▶ Polecenie:
Oceń, czy poniższe stwierdzenia są zgodne z wywiadem z Mateuszem Kościukiewiczem. Przy każdym napisz „tak” lub „nie” i przytocz dosłownie fragment tekstu, który o tym rozstrzyga.
(a) W filmie „Amok” Mateusz Kościukiewicz zagrał znanego piłkarza.
(b) Według aktora po roku 1989 aktor przestał mieć szansę stać się bezpośrednim przekazicielem wolności.
(c) Aktor twierdzi, że jego grupa zawodowa jest narażona na 50-procentowe bezrobocie.

▶ Podany tekst:

———

Reklama

Mateusz Kościukiewicz: Nigdy nie byłem zbyt pilny, opuszczałem zajęcia

Znakomity aktor filmowy, od lat zakochany w tym, co robi. Mateusza Kościukiewicza niedawno widzieliśmy w roli podejrzanego o morderstwo pisarza w filmie "Amok", teraz będziemy go oglądać jako znanego piłkarza Jana Banasia w "Gwiazdach".

Znakomity aktor filmowy, od lat zakochany w tym, co robi. Mateusza Kościukiewicza niedawno widzieliśmy w roli podejrzanego o morderstwo pisarza w filmie "Amok", teraz będziemy go oglądać jako znanego piłkarza Jana Banasia w "Gwiazdach".
Aktorstwo to nie jedyna pasja Mateusza Kościukiewicza. Uwielbia też pisać /AKPA

Nie ma pana w serialach, ale - w przeciwieństwie do wielu innych aktorów - od czasu studiów kręci pan filmy. Jak to jest?

- Pilnie obserwuję, co się dzieje w środowisku. W latach PRL-u realia, w których znalazł się aktor, sprawiały, że miał szansę stać się bezpośrednim przekazicielem wolności. Po roku 1989 to się skończyło, a od końca lat 90. aktor miał za zadanie już tylko dawać ludziom rozrywkę. Innego wyboru dziś nie ma. Więc skazani jesteśmy na to, co wpadnie w ręce. Skutek? Moja grupa zawodowa narażona jest na 90-procentowe bezrobocie.

———

▶ Podane informacje:
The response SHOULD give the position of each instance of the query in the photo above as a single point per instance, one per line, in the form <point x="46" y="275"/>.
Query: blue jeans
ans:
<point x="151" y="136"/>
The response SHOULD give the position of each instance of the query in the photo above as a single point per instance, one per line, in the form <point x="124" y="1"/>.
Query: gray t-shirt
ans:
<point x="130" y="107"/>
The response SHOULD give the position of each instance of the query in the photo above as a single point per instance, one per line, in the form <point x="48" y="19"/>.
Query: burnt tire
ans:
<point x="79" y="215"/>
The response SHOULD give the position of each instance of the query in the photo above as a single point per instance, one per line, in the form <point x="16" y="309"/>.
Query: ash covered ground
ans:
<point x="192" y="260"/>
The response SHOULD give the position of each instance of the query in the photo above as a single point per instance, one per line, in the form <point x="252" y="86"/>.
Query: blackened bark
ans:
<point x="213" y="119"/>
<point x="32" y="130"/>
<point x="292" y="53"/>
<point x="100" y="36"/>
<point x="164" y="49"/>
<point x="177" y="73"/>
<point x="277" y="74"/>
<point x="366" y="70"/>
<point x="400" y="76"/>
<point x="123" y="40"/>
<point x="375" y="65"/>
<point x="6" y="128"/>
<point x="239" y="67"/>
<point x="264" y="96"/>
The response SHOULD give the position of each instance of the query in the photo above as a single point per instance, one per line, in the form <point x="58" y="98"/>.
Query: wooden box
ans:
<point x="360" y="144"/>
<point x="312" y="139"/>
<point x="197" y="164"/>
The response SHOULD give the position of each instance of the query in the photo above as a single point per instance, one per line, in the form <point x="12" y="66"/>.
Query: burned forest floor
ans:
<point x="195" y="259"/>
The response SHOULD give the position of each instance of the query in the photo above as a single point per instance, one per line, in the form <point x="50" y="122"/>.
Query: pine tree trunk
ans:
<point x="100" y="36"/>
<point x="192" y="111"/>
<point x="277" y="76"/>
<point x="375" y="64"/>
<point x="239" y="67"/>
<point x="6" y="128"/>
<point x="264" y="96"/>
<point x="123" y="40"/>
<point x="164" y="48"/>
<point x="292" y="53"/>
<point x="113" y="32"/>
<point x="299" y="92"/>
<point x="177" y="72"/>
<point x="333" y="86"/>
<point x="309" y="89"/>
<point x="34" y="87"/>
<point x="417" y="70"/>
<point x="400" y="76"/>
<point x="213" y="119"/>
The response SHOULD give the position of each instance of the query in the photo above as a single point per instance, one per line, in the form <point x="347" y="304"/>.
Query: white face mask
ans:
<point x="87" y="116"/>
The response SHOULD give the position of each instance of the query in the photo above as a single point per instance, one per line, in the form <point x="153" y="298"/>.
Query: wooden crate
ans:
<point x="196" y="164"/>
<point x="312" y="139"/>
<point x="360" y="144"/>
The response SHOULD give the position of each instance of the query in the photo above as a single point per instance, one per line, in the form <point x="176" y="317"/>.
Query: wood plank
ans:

———

▶ Odpowiedź pisemna:
(a) Nie: „Mateusza Kościukiewicza niedawno widzieliśmy w roli podejrzanego o morderstwo pisarza w filmie "Amok", teraz będziemy go oglądać jako znanego piłkarza Jana Banasia w "Gwiazdach"”.
(b) Tak: „W latach PRL-u realia, w których znalazł się aktor, sprawiały, że miał szansę stać się bezpośrednim przekazicielem wolności. Po roku 1989 to się skończyło”.
(c) Nie: „Moja grupa zawodowa narażona jest na 90-procentowe bezrobocie”.